GIVEN TASK:
Copy every one of the items below word for word, reproducing each line without change.

>>>>

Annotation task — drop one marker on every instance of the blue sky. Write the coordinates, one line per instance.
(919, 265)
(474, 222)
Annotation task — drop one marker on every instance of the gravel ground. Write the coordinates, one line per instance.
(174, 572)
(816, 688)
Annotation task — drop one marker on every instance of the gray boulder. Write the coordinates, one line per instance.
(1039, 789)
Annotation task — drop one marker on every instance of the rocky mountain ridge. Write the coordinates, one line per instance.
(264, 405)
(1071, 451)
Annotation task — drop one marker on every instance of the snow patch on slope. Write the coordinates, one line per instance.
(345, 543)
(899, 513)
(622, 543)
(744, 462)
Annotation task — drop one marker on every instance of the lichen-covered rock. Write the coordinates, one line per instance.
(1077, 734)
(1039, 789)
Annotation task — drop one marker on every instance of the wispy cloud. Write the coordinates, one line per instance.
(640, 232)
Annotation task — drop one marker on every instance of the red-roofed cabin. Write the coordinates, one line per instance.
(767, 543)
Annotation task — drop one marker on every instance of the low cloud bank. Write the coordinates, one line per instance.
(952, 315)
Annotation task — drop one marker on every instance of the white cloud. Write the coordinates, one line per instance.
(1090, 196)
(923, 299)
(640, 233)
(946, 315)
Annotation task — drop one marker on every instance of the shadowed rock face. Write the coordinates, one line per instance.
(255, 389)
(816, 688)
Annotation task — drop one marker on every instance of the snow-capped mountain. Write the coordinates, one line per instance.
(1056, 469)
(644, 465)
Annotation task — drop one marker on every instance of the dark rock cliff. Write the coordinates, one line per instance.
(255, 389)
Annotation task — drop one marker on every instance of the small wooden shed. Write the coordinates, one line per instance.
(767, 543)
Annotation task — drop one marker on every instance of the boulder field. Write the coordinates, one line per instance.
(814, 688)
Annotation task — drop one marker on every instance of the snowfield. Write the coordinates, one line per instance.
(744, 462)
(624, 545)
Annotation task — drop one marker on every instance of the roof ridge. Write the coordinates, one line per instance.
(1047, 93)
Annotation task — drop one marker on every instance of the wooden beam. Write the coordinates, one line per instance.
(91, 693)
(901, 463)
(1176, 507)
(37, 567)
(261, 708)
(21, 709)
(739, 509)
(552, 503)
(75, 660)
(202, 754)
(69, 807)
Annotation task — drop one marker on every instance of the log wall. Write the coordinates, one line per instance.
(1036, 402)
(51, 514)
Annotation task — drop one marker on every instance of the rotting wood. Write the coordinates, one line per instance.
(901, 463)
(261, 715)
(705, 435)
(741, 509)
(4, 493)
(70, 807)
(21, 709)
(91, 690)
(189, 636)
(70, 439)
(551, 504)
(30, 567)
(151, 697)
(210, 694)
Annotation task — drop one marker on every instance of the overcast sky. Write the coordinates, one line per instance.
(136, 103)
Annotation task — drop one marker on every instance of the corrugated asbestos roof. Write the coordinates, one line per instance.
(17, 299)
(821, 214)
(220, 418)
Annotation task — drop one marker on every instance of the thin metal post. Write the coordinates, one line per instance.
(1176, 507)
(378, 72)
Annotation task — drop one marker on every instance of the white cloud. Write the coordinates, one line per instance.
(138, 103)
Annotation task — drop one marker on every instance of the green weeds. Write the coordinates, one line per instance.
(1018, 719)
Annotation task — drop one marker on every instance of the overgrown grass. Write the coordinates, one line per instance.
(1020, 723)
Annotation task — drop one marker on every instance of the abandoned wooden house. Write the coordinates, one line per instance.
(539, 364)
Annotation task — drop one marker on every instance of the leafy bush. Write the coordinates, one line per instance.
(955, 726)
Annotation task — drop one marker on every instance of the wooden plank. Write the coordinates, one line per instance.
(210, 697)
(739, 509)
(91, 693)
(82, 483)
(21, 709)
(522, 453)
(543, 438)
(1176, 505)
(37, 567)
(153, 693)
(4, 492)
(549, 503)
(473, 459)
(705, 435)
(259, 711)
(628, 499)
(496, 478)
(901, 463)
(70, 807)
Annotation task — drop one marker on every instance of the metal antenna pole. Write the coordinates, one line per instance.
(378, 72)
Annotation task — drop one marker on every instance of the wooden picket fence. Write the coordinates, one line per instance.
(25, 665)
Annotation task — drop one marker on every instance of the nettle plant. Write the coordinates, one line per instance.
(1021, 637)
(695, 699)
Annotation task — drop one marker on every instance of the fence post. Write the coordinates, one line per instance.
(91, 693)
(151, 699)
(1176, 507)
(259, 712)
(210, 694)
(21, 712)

<<<<

EXERCISE RESULT:
Annotation task — drop one marker on every instance of the blue sky. Write the coordinates, one line per instance.
(919, 265)
(474, 222)
Annotation task — drop one marker on every instance of the gravel ground. Write the coordinates, one line per instance.
(174, 572)
(816, 688)
Annotation task — drop one marker on every instance of the gray boulder. Write the coordinates, one line per instance.
(1039, 789)
Annotation task — drop one marker on every instance of the rocky mountain ridge. Write the coordinates, one line per instance.
(264, 405)
(1071, 451)
Annotation task — drop one marker on every instance of the snow patch on slope. Write the coordinates, one line per instance.
(345, 543)
(899, 513)
(622, 543)
(744, 462)
Annotation task — drop one marker on every instance of the lichen-covered rock. Write the coordinates, one line per instance.
(1077, 734)
(1039, 789)
Annotation task — drop one marker on every instance of the wispy cloud. Write the coordinates, one line per instance.
(640, 232)
Annotation task — drop one marker on every instance of the red-roofed cabin. Write the coordinates, one line per instance.
(767, 543)
Annotation task — drop one marker on every instance of the low cloud bank. Write the coordinates, one line per instance.
(952, 315)
Annotation task — drop one marker on every instance of the white cloud. Write the coordinates, one line per instance.
(1090, 196)
(923, 299)
(640, 233)
(946, 315)
Annotation task — drop one marker on every instance of the shadowed rock face. Write the coordinates, one line per instance.
(255, 389)
(816, 688)
Annotation task — drop one marker on every instance of the snow-capped mountain. Write the coordinates, one line per instance.
(1056, 469)
(644, 465)
Annotation task — drop one marker on every instance of the dark rock cliff. Write the coordinates, one line per instance.
(255, 389)
Annotation task — drop one marker on every instance of the small wooden shed. Write the coordinates, one line per instance.
(767, 543)
Annotation task — drop one marker on every instance of the boulder field. Write the coordinates, one line per instance.
(814, 688)
Annotation task — drop one marker on every instance of the snowfield. Write the coordinates, one line per instance.
(744, 462)
(624, 545)
Annotation task — drop one marker on every instance of the roof ridge. Write the coordinates, one line per instance.
(1047, 93)
Annotation task — drop one marker on every instance of the wooden beam. Write the coordinates, one line per instance.
(91, 693)
(901, 463)
(1176, 507)
(37, 567)
(261, 708)
(21, 709)
(739, 509)
(552, 503)
(75, 660)
(202, 754)
(69, 807)
Annotation task — drop one marker on every instance of the log wall. Write the coordinates, one line per instance.
(1036, 402)
(51, 514)
Annotation task — drop one marker on every instance of the rotting wood. Write the coordinates, one line per instance.
(901, 463)
(261, 715)
(705, 435)
(741, 509)
(4, 493)
(70, 807)
(21, 709)
(91, 690)
(189, 636)
(70, 439)
(551, 504)
(30, 567)
(151, 697)
(210, 694)
Annotation task — drop one marker on every instance of the overcast sky. Write the coordinates, one line per instance.
(136, 103)
Annotation task — drop one marker on every instance of the corrugated asbestos roof. Write the coordinates, one line per instance.
(17, 299)
(821, 214)
(220, 418)
Annotation task — drop one marker on every instance of the thin metal post. Write the coordinates, one line per instance.
(1176, 507)
(378, 72)
Annotation task — drop one marker on every instance of the white cloud. Write the coordinates, one line per instance.
(138, 103)
Annotation task — drop one marker on every instance of the green weeds. Write the coordinates, one line per instance.
(1018, 719)
Annotation task — drop one marker on every instance of the overgrown grass. Write the coordinates, one line per instance.
(1020, 723)
Annotation task — drop one marker on every instance of the abandoned wooden house. Write the coordinates, one line per instance.
(539, 364)
Annotation task — drop one marker on every instance of the leafy bush. Write the coordinates, one line per instance.
(955, 726)
Annotation task — drop one marker on every instance of the wooden plank. Write the coordinates, one line per instance.
(210, 697)
(739, 509)
(91, 693)
(82, 483)
(21, 709)
(522, 453)
(543, 438)
(1176, 505)
(37, 567)
(153, 693)
(4, 492)
(549, 503)
(473, 459)
(705, 435)
(259, 711)
(628, 499)
(496, 478)
(901, 463)
(70, 807)
Annotation task — drop one marker on every instance of the metal antenna pole. Write the coordinates, one line per instance.
(378, 72)
Annotation task — drop one marker on every instance of the wooden picket fence. Write the coordinates, one line per instance.
(25, 665)
Annotation task — drop one marker on every instance of the nettle plant. Write the coordinates, one line per instance.
(1021, 637)
(695, 699)
Annotation task — drop one marker on every instance of the fence post. Write the coordinates, one line per instance.
(91, 693)
(151, 699)
(1176, 507)
(259, 712)
(210, 694)
(21, 712)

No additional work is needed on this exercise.